◆ Set exercise
From the entries below, extract each line that contains the word "plastic".

◆ Data extract
★ ★ ★ ★

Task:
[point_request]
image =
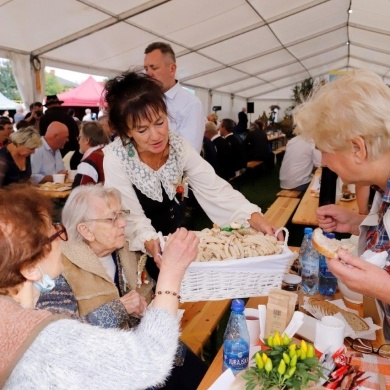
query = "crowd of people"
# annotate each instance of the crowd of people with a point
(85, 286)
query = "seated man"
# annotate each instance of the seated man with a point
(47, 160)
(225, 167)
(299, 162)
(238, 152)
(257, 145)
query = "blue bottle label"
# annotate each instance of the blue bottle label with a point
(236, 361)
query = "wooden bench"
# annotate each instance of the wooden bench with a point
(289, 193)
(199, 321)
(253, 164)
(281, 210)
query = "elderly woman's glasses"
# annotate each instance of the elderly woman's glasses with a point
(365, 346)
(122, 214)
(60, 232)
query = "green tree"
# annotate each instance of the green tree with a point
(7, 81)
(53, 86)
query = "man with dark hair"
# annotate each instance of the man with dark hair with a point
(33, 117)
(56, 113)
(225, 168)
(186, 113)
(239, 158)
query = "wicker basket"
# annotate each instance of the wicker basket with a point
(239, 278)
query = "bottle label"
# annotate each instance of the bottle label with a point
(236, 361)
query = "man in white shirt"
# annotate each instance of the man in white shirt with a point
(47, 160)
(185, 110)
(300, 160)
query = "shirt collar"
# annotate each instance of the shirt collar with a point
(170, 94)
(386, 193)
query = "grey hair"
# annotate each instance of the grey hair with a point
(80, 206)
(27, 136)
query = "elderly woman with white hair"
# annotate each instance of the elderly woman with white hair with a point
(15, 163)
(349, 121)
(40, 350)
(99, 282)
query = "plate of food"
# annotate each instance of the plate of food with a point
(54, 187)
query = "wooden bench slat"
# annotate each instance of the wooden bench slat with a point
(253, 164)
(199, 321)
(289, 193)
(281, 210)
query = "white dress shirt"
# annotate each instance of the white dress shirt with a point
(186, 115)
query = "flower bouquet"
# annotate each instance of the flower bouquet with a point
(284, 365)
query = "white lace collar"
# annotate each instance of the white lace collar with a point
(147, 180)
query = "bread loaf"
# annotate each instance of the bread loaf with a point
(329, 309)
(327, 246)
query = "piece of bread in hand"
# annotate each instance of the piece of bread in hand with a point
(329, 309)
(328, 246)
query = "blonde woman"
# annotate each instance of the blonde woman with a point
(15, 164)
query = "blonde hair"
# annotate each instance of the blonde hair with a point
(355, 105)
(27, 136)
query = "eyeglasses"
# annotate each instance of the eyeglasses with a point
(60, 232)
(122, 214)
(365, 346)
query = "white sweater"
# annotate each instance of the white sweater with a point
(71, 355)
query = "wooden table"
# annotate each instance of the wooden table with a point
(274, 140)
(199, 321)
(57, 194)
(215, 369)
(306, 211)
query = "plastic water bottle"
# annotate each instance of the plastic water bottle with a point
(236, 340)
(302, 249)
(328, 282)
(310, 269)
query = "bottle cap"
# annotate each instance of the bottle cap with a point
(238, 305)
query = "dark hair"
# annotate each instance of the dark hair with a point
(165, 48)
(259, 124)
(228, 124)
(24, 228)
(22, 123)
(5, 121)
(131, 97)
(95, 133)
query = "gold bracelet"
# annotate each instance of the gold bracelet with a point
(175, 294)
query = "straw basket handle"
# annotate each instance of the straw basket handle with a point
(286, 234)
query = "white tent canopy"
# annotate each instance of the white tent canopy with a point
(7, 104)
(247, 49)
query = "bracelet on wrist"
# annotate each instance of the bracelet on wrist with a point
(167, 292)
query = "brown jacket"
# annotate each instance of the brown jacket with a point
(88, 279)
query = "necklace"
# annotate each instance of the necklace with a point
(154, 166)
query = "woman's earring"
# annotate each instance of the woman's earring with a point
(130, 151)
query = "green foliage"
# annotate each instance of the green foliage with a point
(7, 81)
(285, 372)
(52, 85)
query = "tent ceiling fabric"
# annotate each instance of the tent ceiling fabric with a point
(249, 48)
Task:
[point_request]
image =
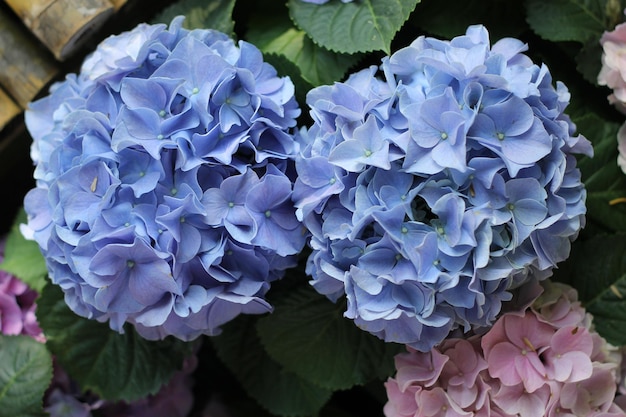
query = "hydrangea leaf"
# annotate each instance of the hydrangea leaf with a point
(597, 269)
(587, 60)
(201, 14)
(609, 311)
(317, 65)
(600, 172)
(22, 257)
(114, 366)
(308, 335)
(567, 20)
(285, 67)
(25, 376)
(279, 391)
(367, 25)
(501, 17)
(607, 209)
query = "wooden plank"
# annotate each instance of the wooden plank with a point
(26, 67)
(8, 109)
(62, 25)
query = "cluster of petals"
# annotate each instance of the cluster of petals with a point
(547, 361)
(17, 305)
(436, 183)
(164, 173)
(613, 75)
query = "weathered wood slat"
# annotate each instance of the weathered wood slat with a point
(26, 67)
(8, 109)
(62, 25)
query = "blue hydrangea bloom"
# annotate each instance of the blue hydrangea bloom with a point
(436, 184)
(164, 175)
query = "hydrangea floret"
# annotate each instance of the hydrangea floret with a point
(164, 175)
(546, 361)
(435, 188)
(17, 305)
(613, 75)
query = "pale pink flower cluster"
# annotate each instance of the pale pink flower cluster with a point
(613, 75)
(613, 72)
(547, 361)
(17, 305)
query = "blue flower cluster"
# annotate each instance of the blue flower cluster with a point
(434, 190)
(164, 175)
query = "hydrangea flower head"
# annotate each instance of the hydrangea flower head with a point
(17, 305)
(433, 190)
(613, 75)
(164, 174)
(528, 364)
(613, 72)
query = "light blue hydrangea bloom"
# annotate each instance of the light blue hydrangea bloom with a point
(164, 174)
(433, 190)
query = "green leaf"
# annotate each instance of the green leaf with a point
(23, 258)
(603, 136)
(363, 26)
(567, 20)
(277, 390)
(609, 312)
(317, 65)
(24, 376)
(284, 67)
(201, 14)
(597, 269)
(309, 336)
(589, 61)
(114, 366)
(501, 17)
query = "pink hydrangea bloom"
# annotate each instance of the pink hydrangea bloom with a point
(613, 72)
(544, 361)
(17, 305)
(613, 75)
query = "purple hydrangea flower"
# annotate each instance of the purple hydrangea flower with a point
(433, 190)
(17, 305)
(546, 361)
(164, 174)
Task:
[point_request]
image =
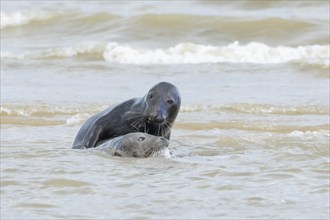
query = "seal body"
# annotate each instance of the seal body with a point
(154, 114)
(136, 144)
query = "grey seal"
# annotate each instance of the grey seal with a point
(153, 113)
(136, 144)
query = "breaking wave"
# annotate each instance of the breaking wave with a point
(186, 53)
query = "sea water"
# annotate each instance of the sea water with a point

★ ★ ★ ★

◆ Response to this exercise
query = "plastic water bottle"
# annotate each instance of the plastic water bottle with a point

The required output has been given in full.